### [HOW TO COMPLETE THIS TASK]
The expected output is every entry, repeated exactly.

——————————

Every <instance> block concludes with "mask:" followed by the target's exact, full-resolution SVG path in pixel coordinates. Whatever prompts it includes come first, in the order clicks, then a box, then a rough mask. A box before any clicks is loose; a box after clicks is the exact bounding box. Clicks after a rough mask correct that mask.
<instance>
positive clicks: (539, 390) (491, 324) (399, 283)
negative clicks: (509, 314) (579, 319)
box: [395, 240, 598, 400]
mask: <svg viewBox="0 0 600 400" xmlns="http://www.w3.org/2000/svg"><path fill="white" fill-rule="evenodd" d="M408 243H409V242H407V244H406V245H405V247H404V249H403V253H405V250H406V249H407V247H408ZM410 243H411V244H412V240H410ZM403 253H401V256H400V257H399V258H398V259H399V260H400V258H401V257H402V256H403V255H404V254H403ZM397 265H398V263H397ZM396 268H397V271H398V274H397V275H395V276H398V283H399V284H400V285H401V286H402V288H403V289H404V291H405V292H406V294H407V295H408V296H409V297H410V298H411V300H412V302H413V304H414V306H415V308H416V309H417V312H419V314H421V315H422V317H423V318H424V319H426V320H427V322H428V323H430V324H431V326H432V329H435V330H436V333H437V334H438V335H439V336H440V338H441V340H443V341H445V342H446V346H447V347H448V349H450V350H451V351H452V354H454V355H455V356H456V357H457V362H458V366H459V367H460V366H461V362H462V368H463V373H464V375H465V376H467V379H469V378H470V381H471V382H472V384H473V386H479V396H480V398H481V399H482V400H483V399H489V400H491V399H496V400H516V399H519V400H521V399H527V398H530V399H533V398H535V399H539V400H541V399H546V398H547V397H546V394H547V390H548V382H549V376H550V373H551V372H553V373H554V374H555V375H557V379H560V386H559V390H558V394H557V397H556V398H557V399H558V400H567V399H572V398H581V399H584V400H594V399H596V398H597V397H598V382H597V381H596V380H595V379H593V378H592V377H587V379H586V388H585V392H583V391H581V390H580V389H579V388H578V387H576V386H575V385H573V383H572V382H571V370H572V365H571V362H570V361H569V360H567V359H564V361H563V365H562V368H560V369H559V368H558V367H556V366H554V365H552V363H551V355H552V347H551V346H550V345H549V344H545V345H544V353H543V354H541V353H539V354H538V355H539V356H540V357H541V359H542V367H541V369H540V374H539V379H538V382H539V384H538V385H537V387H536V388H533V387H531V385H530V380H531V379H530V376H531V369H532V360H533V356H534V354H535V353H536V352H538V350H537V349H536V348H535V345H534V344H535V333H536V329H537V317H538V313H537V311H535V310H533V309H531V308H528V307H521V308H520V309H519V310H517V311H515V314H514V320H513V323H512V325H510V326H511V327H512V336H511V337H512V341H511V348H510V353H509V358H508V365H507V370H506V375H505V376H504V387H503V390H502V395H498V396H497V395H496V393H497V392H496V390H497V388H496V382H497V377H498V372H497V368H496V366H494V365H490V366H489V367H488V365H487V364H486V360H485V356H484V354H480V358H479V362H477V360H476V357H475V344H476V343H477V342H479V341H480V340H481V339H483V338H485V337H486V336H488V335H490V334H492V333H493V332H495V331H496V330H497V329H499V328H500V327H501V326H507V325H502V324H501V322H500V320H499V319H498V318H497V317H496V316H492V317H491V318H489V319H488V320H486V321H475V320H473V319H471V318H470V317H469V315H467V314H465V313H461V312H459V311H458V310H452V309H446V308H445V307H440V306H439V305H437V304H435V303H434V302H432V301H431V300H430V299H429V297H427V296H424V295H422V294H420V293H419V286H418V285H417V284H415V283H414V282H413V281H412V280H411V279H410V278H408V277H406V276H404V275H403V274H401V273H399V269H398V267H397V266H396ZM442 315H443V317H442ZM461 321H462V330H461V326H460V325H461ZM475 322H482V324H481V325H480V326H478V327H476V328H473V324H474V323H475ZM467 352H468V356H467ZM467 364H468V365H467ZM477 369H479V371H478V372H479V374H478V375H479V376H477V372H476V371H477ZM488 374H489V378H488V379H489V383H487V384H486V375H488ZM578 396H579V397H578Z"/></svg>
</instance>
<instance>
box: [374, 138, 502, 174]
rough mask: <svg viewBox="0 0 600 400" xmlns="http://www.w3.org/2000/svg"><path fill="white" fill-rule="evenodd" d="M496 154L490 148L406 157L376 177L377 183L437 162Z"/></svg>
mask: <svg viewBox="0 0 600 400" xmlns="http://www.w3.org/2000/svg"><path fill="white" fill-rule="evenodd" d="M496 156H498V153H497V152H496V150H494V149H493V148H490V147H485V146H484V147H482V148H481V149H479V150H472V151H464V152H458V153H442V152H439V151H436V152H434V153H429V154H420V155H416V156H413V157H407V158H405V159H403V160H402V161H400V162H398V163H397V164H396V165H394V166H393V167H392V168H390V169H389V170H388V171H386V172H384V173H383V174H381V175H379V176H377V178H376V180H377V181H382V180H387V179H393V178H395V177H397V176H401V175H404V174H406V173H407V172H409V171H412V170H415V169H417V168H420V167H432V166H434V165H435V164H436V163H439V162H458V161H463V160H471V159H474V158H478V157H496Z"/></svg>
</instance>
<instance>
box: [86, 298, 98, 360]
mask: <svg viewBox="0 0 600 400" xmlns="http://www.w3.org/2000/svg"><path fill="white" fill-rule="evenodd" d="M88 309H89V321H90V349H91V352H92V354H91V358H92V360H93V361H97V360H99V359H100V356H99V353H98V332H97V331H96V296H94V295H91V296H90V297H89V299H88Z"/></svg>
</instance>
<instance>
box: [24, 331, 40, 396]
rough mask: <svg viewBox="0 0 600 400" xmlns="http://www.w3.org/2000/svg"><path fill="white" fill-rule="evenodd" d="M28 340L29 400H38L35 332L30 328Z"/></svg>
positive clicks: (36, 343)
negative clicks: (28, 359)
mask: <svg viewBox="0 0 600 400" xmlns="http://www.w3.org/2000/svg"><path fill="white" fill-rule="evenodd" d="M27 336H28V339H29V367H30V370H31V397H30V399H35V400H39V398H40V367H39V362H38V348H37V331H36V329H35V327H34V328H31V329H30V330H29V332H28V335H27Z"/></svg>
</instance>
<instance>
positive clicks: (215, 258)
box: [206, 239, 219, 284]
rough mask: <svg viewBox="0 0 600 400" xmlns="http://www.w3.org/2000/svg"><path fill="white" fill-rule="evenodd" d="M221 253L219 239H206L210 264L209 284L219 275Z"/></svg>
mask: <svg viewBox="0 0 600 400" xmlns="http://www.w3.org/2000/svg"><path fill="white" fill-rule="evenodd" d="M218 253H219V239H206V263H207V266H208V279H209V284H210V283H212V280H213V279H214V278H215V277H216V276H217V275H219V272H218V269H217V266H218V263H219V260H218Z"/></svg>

——————————

### [TASK SOLUTION]
Every <instance> block concludes with "mask:" followed by the target's exact, full-resolution SVG path in pixel coordinates. Whatever prompts it includes come first, in the order clicks, then a box, then a rough mask. A box before any clicks is loose; a box after clicks is the exact bounding box. Clicks after a rough mask correct that mask.
<instance>
positive clicks: (539, 390) (491, 324) (399, 283)
negative clicks: (509, 314) (579, 319)
box: [395, 240, 598, 400]
mask: <svg viewBox="0 0 600 400" xmlns="http://www.w3.org/2000/svg"><path fill="white" fill-rule="evenodd" d="M408 243H409V242H407V244H406V245H405V247H404V249H403V253H405V250H406V249H407V247H408ZM410 243H411V244H412V240H410ZM403 253H401V256H400V257H399V258H398V259H399V260H400V258H401V257H402V256H403V255H404V254H403ZM397 265H398V263H397ZM396 268H397V271H398V274H397V275H395V276H398V283H399V284H400V285H401V286H402V288H403V289H404V291H405V292H406V294H407V295H408V296H409V297H410V298H411V300H412V302H413V304H414V306H415V308H416V309H417V312H419V314H421V315H422V317H423V318H424V319H426V320H427V322H428V323H430V324H431V326H432V329H435V330H436V333H437V334H438V335H439V336H440V338H441V340H443V341H445V342H446V346H447V347H448V349H450V350H451V351H452V354H454V355H455V356H456V357H457V362H458V366H459V367H460V366H461V362H462V368H463V373H464V375H465V376H467V379H469V378H470V381H471V382H472V384H473V386H479V396H480V398H481V399H482V400H483V399H489V400H491V399H496V400H516V399H519V400H521V399H527V398H530V399H533V398H535V399H539V400H541V399H546V398H547V397H546V394H547V390H548V382H549V376H550V373H551V372H553V373H554V374H555V375H557V379H560V386H559V390H558V394H557V397H556V398H557V399H558V400H567V399H572V398H581V399H584V400H594V399H596V398H597V397H598V382H597V381H596V380H595V379H593V378H592V377H587V379H586V388H585V392H583V391H581V390H580V389H579V388H578V387H576V386H575V385H573V383H572V382H571V370H572V365H571V362H570V361H569V360H567V359H564V361H563V365H562V368H560V369H559V368H558V367H556V366H554V365H552V363H551V355H552V347H551V346H550V345H549V344H545V345H544V353H543V354H541V353H539V354H538V355H539V356H540V357H541V359H542V367H541V369H540V374H539V379H538V382H539V384H538V385H537V387H536V388H533V387H531V385H530V380H531V379H530V376H531V369H532V360H533V356H534V354H535V353H536V352H538V350H537V349H536V348H535V345H534V344H535V333H536V329H537V317H538V313H537V311H535V310H533V309H531V308H528V307H521V308H520V309H519V310H517V311H515V314H514V320H513V323H512V325H510V326H511V327H512V336H511V337H512V341H511V348H510V353H509V358H508V365H507V370H506V375H505V376H504V387H503V390H502V395H498V396H497V395H496V393H497V392H496V390H497V388H496V382H497V377H498V372H497V368H496V366H494V365H490V366H489V367H488V365H487V364H486V360H485V356H484V354H480V358H479V362H477V360H476V357H475V344H476V343H477V342H479V341H480V340H481V339H483V338H485V337H486V336H488V335H490V334H492V333H493V332H495V331H496V330H497V329H499V328H500V327H501V326H507V325H502V324H501V322H500V320H499V319H498V318H497V317H496V316H492V317H491V318H489V319H488V320H486V321H475V320H473V319H471V318H470V317H469V315H467V314H465V313H461V312H459V311H458V310H452V309H446V308H445V307H440V306H439V305H437V304H435V303H434V302H432V301H431V300H430V299H429V297H427V296H424V295H422V294H420V293H419V286H418V285H417V284H415V283H414V282H413V281H412V280H411V279H410V278H408V277H406V276H404V275H403V274H401V273H399V269H398V267H397V266H396ZM442 315H443V317H442ZM461 321H462V330H461V326H460V325H461ZM475 322H482V324H481V325H480V326H478V327H476V328H473V324H474V323H475ZM467 352H468V356H467ZM467 364H468V365H467ZM477 369H479V371H478V372H479V374H478V375H479V376H477V372H476V371H477ZM488 374H489V378H488V379H489V383H487V384H486V375H488ZM578 396H579V397H578Z"/></svg>
</instance>
<instance>
box: [374, 138, 502, 174]
rough mask: <svg viewBox="0 0 600 400" xmlns="http://www.w3.org/2000/svg"><path fill="white" fill-rule="evenodd" d="M496 154L490 148L406 157L376 177L377 183L437 162Z"/></svg>
mask: <svg viewBox="0 0 600 400" xmlns="http://www.w3.org/2000/svg"><path fill="white" fill-rule="evenodd" d="M496 156H498V153H497V152H496V150H494V149H493V148H490V147H485V146H484V147H482V148H481V149H479V150H472V151H464V152H458V153H442V152H439V151H436V152H434V153H429V154H420V155H416V156H413V157H407V158H405V159H403V160H402V161H400V162H398V163H397V164H396V165H394V166H393V167H392V168H390V169H389V170H388V171H386V172H384V173H383V174H381V175H379V176H377V178H376V180H377V181H382V180H387V179H393V178H395V177H397V176H401V175H404V174H406V173H407V172H409V171H412V170H415V169H417V168H420V167H432V166H434V165H435V164H436V163H439V162H458V161H463V160H471V159H474V158H478V157H496Z"/></svg>
</instance>
<instance>
box: [86, 298, 98, 360]
mask: <svg viewBox="0 0 600 400" xmlns="http://www.w3.org/2000/svg"><path fill="white" fill-rule="evenodd" d="M88 309H89V321H90V349H91V352H92V354H91V358H92V360H93V361H97V360H99V359H100V356H99V353H98V332H97V331H96V296H94V295H91V296H90V297H89V299H88Z"/></svg>
</instance>
<instance>
box: [24, 331, 40, 396]
rough mask: <svg viewBox="0 0 600 400" xmlns="http://www.w3.org/2000/svg"><path fill="white" fill-rule="evenodd" d="M28 340L29 400H38L35 332L30 328Z"/></svg>
positive clicks: (36, 343)
negative clicks: (28, 359)
mask: <svg viewBox="0 0 600 400" xmlns="http://www.w3.org/2000/svg"><path fill="white" fill-rule="evenodd" d="M27 336H28V339H29V367H30V370H31V397H30V399H35V400H39V398H40V367H39V362H38V348H37V331H36V329H35V327H34V328H31V329H30V330H29V332H28V335H27Z"/></svg>
</instance>
<instance>
positive clicks: (215, 258)
box: [206, 239, 219, 284]
rough mask: <svg viewBox="0 0 600 400" xmlns="http://www.w3.org/2000/svg"><path fill="white" fill-rule="evenodd" d="M221 253L219 239H206L210 264L209 284L219 275Z"/></svg>
mask: <svg viewBox="0 0 600 400" xmlns="http://www.w3.org/2000/svg"><path fill="white" fill-rule="evenodd" d="M218 253H219V239H206V263H207V266H208V279H209V284H210V283H212V280H213V279H214V278H215V277H216V276H217V275H219V272H218V269H217V266H218V263H219V260H218Z"/></svg>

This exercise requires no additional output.